(TRECHO)
———
Em sistemas planetários formados por
estrelas semelhantes ao Sol, mas que apresentam processos dinâmicos severos que
causam reconfigurações em sua arquitetura, alguns planetas podem ter sido
“devorados” pela estrela hospedeira.
Uma equipe internacional de
astrônomos – liderada por Lorenzo Spina, do Istituto Nazionale di Astrofisica
(INAF), de Pádua, Itália, e incluindo Jorge Meléndez,
do Instituto de Astronomia, Geofísica e Ciências Atmosféricas da Universidade
de São Paulo (IAG-USP) – estudou a composição química de estrelas de tipo solar
em mais de cem sistemas binários, a fim de identificar assinaturas de planetas
eventualmente “engolidos”. Artigo a respeito foi publicado hoje
(30/08) na revista Nature Astronomy.
“Em um sistema binário, as duas
estrelas são formadas a partir do mesmo material e, portanto, deveriam ser
quimicamente idênticas. No entanto, quando um planeta cai em uma estrela, ele é
dissolvido na região mais externa do interior estelar, chamada de zona
convectiva, e pode modificar a composição dessa região, aumentando o conteúdo
de elementos químicos, ditos ‘refratários’, que são abundantes em planetas
rochosos. Nas estrelas cujas assinaturas indicam o engolfamento de planetas são
observadas quantidades maiores de lítio e de ferro em relação à sua estrela
companheira gêmea do sistema binário”, diz Meléndez à Agência FAPESP.
Segundo o
pesquisador, o lítio é destruído no interior das estrelas, mas preservado no
material que compõe os planetas. Portanto, uma abundância anormalmente alta
desse elemento químico em uma estrela pode indicar que o material planetário
foi engolido por ela.
O estudo
baseou-se em observações de 31 pares binários, portanto, de 62 estrelas,
obtidas com o espectrógrafo HARPS no telescópio de 3,6 metros do Observatório
de La Silla, operado pelo European Southern Observatory (ESO). Os dados
levantados no local foram complementados com resultados anteriores, já
consignados na literatura especializada.
O
Observatório de La Silla localiza-se no deserto do Atacama, nos Andes chilenos,
em uma região extremamente seca, solitária e distante da poluição luminosa, que
apresenta um dos céus noturnos mais escuros da Terra.
———
(INSTRUÇÃO A) Coloque em uma lista JSON de strings as linhas das entradas, começando no início das entradas e terminando na linha que contém "[361,152,374,161]", com uma string por linha e sem as linhas em branco.
———
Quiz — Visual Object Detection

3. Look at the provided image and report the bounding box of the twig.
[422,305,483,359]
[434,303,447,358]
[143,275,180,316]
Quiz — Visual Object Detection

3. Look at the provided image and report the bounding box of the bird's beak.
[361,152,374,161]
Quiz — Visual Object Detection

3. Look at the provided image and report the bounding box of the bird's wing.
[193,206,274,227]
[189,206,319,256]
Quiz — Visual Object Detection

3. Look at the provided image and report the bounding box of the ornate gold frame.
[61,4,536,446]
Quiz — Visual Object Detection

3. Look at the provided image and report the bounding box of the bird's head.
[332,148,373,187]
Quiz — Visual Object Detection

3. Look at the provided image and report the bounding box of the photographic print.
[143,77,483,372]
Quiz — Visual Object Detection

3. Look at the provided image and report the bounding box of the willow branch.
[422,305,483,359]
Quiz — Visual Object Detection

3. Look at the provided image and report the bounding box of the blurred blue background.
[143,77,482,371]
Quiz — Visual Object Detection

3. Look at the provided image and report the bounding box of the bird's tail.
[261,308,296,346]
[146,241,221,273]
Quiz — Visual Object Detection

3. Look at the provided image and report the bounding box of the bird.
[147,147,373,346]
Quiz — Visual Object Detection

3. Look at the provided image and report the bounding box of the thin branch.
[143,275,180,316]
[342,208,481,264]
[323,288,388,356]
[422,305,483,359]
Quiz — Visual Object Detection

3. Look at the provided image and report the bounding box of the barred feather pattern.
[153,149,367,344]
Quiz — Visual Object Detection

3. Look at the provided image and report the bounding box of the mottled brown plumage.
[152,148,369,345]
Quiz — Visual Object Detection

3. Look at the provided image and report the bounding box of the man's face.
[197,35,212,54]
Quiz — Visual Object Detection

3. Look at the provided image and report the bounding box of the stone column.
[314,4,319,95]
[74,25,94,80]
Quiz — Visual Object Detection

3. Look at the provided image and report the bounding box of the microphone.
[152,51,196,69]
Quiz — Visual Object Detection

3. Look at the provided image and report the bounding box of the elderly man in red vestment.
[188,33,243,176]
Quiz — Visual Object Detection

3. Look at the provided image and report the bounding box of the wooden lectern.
———
(INSTRUÇÃO B) Resuma o trecho sobre estrelas que engolem planetas em duas frases.

(RESPOSTA A)
[
  "Quiz — Visual Object Detection",
  "3. Look at the provided image and report the bounding box of the twig.",
  "[422,305,483,359]",
  "[434,303,447,358]",
  "[143,275,180,316]",
  "Quiz — Visual Object Detection",
  "3. Look at the provided image and report the bounding box of the bird's beak.",
  "[361,152,374,161]"
]

(RESPOSTA B) Uma equipe internacional liderada por Lorenzo Spina, do INAF, e que inclui Jorge Meléndez, do IAG-USP, estudou a composição química de estrelas de tipo solar em mais de cem sistemas binários para identificar assinaturas de planetas engolidos, em artigo publicado na revista Nature Astronomy. Como as duas estrelas de um sistema binário deveriam ser quimicamente idênticas, quantidades maiores de lítio e de ferro em uma delas indicam o engolfamento de planetas, e o estudo se baseou em observações de 31 pares obtidas com o espectrógrafo HARPS no Observatório de La Silla, operado pelo ESO.